Exercise brief: Copy out the line containing "For the site audit, find each instance of the bridge suspension" and each line after it, through the last one in the material, exactly as written.

================================

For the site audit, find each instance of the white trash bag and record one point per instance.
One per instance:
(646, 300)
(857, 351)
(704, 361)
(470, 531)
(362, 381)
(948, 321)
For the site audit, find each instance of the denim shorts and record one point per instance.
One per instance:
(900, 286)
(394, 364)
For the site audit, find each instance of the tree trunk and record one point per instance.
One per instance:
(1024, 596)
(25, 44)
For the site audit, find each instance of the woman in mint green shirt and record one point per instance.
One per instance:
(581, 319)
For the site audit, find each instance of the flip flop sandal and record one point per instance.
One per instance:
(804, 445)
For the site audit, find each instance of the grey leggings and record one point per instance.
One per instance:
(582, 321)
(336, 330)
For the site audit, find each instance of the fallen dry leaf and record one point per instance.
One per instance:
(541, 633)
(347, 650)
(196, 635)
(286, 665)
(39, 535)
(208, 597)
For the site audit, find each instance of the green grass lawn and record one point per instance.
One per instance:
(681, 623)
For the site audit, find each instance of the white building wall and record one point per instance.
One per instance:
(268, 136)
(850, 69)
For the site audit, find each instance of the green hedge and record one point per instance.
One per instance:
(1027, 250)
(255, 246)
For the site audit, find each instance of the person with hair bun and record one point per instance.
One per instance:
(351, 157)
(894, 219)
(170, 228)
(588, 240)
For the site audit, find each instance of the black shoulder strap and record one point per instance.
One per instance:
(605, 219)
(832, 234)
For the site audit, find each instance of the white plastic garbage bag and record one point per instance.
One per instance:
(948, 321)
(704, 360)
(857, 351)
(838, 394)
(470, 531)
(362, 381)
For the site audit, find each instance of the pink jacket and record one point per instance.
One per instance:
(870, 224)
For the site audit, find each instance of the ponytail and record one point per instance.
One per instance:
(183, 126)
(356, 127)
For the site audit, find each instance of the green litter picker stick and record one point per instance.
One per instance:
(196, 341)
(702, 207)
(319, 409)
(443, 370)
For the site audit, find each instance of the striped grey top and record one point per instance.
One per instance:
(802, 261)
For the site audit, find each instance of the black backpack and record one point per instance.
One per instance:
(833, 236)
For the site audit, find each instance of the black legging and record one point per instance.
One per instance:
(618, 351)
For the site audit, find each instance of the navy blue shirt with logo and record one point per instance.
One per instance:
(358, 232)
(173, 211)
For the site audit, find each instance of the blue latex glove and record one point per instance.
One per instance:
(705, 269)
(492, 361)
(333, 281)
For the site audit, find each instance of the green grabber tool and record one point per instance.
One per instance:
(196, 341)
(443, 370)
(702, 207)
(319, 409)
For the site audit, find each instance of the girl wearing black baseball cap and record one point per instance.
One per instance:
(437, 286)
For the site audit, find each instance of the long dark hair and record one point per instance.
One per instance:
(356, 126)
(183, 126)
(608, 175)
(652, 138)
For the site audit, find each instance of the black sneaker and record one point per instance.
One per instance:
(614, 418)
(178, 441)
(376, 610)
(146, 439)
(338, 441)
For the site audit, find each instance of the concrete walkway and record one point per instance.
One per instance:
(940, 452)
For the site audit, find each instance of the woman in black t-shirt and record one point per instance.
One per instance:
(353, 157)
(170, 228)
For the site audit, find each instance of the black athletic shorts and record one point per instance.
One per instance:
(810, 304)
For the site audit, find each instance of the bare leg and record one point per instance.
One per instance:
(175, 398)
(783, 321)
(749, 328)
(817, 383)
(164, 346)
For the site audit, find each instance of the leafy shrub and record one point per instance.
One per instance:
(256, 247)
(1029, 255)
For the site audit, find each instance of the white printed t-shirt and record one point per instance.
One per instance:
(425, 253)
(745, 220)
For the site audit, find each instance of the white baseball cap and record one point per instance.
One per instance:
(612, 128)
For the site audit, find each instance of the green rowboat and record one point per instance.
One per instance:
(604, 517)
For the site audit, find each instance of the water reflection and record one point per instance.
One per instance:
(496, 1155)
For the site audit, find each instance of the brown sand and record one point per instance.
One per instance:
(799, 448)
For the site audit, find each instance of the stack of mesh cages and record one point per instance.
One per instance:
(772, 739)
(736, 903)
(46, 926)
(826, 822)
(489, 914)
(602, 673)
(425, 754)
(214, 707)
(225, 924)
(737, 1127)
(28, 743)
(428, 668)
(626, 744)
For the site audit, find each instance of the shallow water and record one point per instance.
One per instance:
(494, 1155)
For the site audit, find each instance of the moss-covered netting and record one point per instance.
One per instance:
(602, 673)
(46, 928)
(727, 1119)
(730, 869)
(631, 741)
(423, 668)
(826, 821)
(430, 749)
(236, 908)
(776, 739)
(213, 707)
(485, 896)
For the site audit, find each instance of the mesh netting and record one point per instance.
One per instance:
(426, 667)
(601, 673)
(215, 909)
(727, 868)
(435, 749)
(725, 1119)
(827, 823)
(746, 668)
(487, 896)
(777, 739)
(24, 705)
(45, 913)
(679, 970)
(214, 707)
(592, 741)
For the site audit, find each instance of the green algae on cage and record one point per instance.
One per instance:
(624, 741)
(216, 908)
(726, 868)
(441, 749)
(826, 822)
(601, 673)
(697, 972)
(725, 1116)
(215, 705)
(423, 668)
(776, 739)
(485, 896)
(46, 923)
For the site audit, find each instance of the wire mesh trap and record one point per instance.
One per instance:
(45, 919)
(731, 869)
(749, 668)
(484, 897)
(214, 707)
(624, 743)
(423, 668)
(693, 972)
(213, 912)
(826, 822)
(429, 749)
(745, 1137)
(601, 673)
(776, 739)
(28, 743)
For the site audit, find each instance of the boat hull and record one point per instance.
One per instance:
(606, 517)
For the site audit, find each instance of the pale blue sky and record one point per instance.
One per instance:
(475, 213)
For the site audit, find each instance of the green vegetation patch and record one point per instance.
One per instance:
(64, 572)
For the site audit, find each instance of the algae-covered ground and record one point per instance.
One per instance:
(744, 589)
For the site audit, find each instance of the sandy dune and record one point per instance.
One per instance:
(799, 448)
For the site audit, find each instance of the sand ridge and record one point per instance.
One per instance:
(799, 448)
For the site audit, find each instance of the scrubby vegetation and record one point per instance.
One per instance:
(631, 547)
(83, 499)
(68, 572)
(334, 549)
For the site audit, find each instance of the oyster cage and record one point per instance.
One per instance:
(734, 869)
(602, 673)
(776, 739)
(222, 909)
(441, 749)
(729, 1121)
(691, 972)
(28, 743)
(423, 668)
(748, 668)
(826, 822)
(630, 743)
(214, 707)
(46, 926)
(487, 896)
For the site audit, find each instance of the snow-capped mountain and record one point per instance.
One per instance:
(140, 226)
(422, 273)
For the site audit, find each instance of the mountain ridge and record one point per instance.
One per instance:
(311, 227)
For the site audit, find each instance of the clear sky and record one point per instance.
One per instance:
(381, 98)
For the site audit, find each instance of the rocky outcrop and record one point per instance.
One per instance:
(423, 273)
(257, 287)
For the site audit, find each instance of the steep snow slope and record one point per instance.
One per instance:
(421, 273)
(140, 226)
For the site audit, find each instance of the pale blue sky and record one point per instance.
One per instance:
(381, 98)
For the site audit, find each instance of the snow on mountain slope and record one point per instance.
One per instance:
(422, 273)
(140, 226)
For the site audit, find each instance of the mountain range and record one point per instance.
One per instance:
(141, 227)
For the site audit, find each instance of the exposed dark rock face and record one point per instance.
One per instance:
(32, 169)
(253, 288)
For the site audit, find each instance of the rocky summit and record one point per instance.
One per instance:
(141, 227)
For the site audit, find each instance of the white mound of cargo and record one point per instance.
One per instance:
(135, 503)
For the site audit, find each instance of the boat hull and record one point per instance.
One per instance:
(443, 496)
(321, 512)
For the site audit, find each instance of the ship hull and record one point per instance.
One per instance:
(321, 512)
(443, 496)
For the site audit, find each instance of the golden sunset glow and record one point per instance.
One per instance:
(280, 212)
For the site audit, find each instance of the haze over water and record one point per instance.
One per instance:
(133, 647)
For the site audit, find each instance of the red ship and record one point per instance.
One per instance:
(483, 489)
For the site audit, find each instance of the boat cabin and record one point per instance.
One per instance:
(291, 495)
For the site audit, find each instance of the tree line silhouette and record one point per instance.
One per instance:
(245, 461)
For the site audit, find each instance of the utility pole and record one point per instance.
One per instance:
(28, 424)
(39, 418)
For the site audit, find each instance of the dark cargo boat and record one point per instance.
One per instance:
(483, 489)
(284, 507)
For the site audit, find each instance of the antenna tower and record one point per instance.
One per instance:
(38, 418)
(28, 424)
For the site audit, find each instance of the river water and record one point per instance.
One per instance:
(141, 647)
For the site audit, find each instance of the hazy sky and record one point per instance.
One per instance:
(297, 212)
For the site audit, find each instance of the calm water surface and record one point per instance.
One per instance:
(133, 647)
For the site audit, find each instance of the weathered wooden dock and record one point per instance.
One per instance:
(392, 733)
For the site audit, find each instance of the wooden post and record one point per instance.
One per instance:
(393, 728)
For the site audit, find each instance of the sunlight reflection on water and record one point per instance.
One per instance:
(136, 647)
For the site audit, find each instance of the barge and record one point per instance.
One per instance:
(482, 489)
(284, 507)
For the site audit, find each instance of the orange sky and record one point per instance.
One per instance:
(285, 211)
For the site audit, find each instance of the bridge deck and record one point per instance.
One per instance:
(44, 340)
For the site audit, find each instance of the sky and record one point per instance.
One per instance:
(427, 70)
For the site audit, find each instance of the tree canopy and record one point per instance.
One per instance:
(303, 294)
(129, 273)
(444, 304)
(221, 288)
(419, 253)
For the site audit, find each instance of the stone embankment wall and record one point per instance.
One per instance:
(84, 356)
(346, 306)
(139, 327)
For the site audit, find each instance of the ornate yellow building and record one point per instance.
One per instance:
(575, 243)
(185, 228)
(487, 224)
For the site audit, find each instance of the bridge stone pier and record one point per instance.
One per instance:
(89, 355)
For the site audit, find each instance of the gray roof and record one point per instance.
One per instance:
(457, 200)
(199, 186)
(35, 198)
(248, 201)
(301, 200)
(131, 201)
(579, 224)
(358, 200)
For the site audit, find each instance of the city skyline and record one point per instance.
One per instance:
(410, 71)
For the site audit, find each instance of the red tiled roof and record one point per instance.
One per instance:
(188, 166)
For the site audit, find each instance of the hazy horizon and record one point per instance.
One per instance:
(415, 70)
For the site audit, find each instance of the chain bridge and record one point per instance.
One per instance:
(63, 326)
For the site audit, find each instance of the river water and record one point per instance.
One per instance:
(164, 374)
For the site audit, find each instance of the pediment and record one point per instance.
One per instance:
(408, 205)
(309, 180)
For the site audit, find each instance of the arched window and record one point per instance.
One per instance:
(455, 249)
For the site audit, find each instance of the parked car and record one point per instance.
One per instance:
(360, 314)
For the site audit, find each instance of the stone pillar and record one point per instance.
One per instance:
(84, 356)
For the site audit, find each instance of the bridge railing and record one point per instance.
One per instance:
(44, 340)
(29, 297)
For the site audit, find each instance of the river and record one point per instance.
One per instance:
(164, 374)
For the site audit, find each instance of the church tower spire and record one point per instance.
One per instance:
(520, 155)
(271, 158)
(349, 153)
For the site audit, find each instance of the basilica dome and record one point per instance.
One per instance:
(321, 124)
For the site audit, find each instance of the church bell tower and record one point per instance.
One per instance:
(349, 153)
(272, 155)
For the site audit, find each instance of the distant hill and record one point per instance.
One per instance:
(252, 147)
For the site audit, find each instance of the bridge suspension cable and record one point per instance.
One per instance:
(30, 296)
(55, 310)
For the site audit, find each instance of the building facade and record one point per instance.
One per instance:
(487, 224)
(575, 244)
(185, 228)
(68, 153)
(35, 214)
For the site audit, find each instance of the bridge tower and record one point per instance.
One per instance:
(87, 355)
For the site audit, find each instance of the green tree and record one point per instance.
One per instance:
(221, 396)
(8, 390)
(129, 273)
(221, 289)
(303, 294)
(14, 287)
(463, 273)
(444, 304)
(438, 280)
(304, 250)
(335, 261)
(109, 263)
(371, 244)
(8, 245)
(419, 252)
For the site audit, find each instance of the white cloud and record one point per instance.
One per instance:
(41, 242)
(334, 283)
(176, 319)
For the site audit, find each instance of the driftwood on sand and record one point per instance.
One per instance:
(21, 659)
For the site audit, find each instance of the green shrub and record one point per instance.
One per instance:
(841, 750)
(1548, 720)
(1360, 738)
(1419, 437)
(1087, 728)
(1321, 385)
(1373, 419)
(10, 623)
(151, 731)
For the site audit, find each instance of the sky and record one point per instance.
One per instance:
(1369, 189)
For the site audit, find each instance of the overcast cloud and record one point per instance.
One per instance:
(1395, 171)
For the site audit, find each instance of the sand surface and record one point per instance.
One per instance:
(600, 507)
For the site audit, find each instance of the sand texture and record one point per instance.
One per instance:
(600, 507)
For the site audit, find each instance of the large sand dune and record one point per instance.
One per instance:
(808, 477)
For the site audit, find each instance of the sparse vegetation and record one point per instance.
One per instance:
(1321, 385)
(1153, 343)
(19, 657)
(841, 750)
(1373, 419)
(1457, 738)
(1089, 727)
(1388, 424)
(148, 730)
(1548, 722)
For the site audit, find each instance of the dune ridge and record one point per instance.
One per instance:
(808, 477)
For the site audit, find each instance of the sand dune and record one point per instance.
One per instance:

================================

Expected answer:
For the site audit, find each instance of the bridge suspension cable and record one point per instance.
One per instance:
(30, 296)
(55, 310)
For the site audit, find each instance of the building facade and record one point per instance.
One per instance:
(487, 224)
(575, 244)
(185, 228)
(68, 153)
(35, 214)
For the site audit, find each instance of the bridge tower and record one point per instance.
One per instance:
(87, 355)
For the site audit, find each instance of the green tree and record one point per instance.
One per instance:
(221, 396)
(8, 390)
(129, 273)
(221, 289)
(303, 294)
(14, 287)
(463, 273)
(444, 304)
(438, 280)
(304, 250)
(335, 261)
(109, 263)
(371, 244)
(8, 245)
(419, 252)
For the site audit, find each instance of the white cloud and record one point per instance.
One per instance:
(41, 242)
(334, 283)
(176, 319)
For the site audit, find each instance of the driftwood on sand and record one point per instance.
One per instance:
(21, 659)
For the site audit, find each instance of the green shrub and record one point per instance.
One per instance:
(841, 750)
(1548, 720)
(1360, 738)
(1419, 437)
(1087, 728)
(1321, 385)
(1373, 419)
(10, 623)
(151, 731)
For the site audit, find each instance of the sky and record one point per instance.
One per instance:
(1369, 189)
For the site audit, find each instance of the overcast cloud and record one point per instance.
One per instance:
(1395, 171)
For the site audit, find each instance of the sand surface and record one point per instance.
One per instance:
(600, 507)
For the site audit, find each instance of the sand texture and record one point per instance.
One per instance:
(600, 507)
For the site audit, find each instance of the large sand dune and record one point per instance.
One per instance:
(808, 477)
For the site audit, find each instance of the sparse vegetation and record one point per instance.
One per instance:
(1321, 385)
(1153, 343)
(19, 657)
(841, 750)
(1373, 419)
(1457, 738)
(1089, 727)
(1388, 424)
(148, 730)
(1548, 722)
For the site audit, find each instance of the dune ridge and record one point per instance.
One per instance:
(808, 477)
For the site audit, find each instance of the sand dune and record one point per instance.
One per instance:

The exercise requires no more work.